INSTRUCTIONS FOR THE TASK — Show each line in the records below that contains the string "provided".

EXTRACTED MATERIAL —

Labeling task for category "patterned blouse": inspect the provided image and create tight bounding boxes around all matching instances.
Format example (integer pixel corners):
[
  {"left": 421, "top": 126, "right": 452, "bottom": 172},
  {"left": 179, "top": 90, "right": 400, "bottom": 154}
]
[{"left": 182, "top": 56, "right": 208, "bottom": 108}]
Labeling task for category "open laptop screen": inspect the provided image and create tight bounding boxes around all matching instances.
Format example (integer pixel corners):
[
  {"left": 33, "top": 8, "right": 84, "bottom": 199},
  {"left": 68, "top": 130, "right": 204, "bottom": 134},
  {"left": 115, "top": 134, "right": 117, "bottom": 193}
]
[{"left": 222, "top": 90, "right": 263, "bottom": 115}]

FINISHED ANSWER —
Labeling task for category "patterned blouse": inspect the provided image and create tight bounding boxes around all matching instances.
Labeling task for category "open laptop screen": inspect the provided image and create tight bounding boxes around all matching instances.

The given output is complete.